▸ **Task requirements**:
a – Decide whether each statement agrees with the movie recap below: (i) Father Perez is able to help Anna directly; (ii) Anna pulls the pendant off the woman's neck; (iii) someone dies onscreen. For each, answer yes or no and quote the deciding words from the recap.
b – According to the movie recap below, who breaks the seal keeping the woman out?

▸ **Passage provided**:

----

The woman attacks again that night. Anna and the kids go to see Father Perez, and he tells them about Annabelle. He believes the La Llorona story. He can’t help her directly, but he knows a guy who used to be a priest and now might be able to help. It’s Rafael, who recognizes her from the Alvarez funeral.

He senses great evil in their house, but sets up candles and other magic defenses in the house. That night, she returns again, but Rafael drives her away. The woman grabs Sam, and Anna looks for her in the swimming pool. Anna grabs the woman’s pendant off her neck. Sam gets away, but she’s now under the woman’s control. 

Mrs. Alvarez shows up with a gun, and she breaks the seal keeping the woman out. The kids hide in the attic, and when the woman attacks up there, Chris shows her the pendant, which turns La Llorona human-looking. Anna stabs her with a cross made of special wood, and the woman explodes in a gusher of black juice. 

Commentary

I think maybe the theme of all these Conjuring movies is that living in the 1970s was just plain terrifying, far more so than life today. This was rated R, but there’s hardly any gore, no bad language or sex, and no one even died onscreen. Strange. 

The acting was fine, the effects were good, and the jump scares were predictable, but not as numerous as the other Conjuring films. It was a pretty standard “haunting” type film, but nothing especially remarkable. The only link to the other Conjuring films was the story told by the priest, which feels a lot like it was shoehorned in there after the rest of the filming to make it fit in with the already-established series.

----

▸ **Records**:

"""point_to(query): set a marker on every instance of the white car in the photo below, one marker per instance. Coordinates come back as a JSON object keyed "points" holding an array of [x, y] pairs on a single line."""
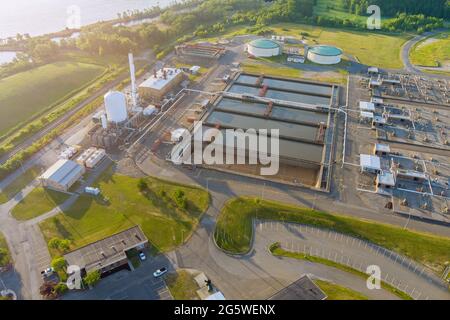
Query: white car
{"points": [[48, 272], [160, 272]]}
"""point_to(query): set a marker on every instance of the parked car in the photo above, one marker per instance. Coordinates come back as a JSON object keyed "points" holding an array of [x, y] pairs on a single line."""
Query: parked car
{"points": [[47, 272], [160, 272], [142, 256]]}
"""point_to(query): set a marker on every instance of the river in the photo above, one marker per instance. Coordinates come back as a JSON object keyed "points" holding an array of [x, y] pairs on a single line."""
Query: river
{"points": [[38, 17]]}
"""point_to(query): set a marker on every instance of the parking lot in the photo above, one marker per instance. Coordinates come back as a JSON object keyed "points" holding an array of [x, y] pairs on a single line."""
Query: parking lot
{"points": [[130, 285]]}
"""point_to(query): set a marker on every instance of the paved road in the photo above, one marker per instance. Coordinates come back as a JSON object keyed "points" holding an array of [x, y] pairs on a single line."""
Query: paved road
{"points": [[237, 276], [405, 54]]}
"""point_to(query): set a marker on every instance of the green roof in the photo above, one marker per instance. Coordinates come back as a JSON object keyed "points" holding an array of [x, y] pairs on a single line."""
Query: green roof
{"points": [[264, 44], [326, 50]]}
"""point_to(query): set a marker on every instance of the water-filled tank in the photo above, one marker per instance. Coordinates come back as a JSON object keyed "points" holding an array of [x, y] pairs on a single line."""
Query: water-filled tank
{"points": [[116, 107]]}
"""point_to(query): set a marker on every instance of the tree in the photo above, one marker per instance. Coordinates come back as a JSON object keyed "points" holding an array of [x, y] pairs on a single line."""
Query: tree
{"points": [[59, 264], [54, 243], [142, 185], [92, 278]]}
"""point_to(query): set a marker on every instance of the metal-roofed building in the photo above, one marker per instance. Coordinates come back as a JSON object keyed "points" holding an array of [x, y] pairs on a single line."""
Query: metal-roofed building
{"points": [[366, 106], [108, 254], [381, 149], [160, 83], [62, 175], [264, 48], [370, 163], [302, 289], [386, 179]]}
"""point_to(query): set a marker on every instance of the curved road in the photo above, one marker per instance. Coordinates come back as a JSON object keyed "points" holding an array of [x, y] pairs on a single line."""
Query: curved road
{"points": [[405, 54]]}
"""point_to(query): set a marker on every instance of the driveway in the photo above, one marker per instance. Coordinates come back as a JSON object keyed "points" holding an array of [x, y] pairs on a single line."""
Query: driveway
{"points": [[405, 54], [130, 285]]}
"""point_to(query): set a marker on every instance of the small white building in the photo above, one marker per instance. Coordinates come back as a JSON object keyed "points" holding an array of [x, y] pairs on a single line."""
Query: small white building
{"points": [[216, 296], [366, 115], [194, 70], [386, 179], [373, 71], [370, 163], [62, 175], [378, 102]]}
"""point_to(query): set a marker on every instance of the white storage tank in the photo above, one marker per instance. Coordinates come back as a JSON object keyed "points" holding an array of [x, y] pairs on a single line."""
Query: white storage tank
{"points": [[324, 55], [116, 107], [95, 158]]}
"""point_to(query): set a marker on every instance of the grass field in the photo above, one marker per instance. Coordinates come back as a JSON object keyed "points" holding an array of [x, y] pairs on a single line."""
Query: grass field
{"points": [[369, 48], [124, 206], [277, 251], [432, 52], [17, 185], [38, 202], [182, 285], [234, 230], [30, 93], [337, 292], [5, 256]]}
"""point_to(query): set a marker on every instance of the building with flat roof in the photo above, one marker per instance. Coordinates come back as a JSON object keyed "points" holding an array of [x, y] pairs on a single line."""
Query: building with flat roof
{"points": [[302, 289], [381, 149], [370, 163], [108, 254], [160, 84], [385, 179], [62, 175], [366, 106]]}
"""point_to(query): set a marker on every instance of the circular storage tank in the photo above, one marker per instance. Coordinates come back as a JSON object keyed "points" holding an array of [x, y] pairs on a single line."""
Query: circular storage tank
{"points": [[325, 55], [264, 48], [116, 107]]}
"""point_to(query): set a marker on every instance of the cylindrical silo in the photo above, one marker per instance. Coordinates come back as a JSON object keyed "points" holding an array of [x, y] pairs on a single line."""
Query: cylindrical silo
{"points": [[116, 107]]}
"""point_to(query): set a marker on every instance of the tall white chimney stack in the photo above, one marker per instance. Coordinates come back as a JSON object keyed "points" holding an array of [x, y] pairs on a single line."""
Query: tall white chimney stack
{"points": [[133, 79]]}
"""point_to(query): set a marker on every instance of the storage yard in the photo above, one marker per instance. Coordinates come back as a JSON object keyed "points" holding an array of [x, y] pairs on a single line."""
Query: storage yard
{"points": [[399, 142]]}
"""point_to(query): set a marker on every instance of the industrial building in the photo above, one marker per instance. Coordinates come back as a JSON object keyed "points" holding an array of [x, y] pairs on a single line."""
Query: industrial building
{"points": [[62, 175], [264, 48], [116, 107], [200, 51], [108, 254], [160, 84], [324, 55], [370, 163], [298, 109]]}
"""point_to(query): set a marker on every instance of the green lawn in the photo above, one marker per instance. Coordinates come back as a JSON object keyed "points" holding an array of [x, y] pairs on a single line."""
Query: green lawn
{"points": [[432, 52], [5, 256], [17, 185], [35, 91], [182, 285], [38, 202], [377, 49], [337, 292], [277, 251], [123, 206], [234, 230]]}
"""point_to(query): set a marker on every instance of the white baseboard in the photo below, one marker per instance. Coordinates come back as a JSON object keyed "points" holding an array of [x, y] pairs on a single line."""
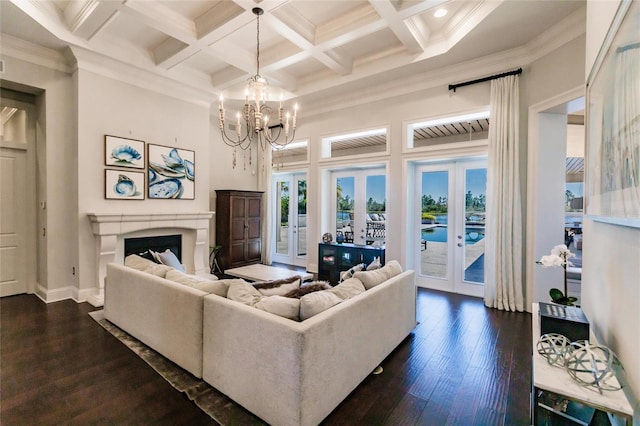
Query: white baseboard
{"points": [[64, 293]]}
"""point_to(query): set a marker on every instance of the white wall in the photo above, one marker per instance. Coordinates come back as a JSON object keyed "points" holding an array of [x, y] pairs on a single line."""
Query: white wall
{"points": [[610, 283], [108, 106], [55, 145]]}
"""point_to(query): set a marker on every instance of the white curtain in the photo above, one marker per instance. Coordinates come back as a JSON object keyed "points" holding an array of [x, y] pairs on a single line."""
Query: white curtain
{"points": [[503, 252], [264, 184], [625, 130]]}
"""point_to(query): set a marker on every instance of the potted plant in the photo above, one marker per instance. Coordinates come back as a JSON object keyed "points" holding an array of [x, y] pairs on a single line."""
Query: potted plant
{"points": [[559, 256]]}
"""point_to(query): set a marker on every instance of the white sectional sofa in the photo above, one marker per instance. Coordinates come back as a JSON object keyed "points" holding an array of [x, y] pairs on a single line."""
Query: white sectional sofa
{"points": [[284, 371], [162, 314], [296, 373]]}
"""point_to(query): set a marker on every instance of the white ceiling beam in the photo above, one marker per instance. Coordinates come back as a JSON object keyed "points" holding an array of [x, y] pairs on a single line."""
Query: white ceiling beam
{"points": [[388, 12], [333, 61], [86, 17]]}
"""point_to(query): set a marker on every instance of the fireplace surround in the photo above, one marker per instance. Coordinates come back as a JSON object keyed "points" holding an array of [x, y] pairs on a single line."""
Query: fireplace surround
{"points": [[110, 231]]}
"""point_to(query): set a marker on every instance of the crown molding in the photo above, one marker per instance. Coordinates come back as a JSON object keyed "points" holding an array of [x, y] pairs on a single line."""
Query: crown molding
{"points": [[127, 73], [565, 31], [34, 53]]}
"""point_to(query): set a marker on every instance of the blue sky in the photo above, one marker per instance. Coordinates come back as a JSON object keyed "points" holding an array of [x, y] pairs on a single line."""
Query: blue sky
{"points": [[375, 187], [435, 183]]}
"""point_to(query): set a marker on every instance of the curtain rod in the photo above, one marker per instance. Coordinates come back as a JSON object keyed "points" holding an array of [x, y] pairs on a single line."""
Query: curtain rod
{"points": [[481, 80]]}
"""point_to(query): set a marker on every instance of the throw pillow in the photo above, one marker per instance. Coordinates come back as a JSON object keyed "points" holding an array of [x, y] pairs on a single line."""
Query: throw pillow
{"points": [[168, 258], [137, 262], [210, 286], [281, 306], [348, 289], [243, 292], [158, 270], [148, 255], [308, 288], [349, 273], [375, 264], [314, 303], [277, 287], [373, 278]]}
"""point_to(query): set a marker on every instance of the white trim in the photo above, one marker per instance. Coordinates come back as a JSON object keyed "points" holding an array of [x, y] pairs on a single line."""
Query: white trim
{"points": [[532, 164], [34, 53]]}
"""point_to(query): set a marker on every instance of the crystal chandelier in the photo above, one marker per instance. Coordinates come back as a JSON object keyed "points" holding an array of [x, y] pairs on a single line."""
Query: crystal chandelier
{"points": [[256, 121]]}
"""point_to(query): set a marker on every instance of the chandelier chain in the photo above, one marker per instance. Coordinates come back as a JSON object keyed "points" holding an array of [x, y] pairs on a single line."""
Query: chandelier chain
{"points": [[258, 45]]}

----

▸ **Expected responses**:
a –
(i) No: "He can’t help her directly"
(ii) Yes: "Anna grabs the woman’s pendant off her neck."
(iii) No: "no one even died onscreen."

b – Mrs. Alvarez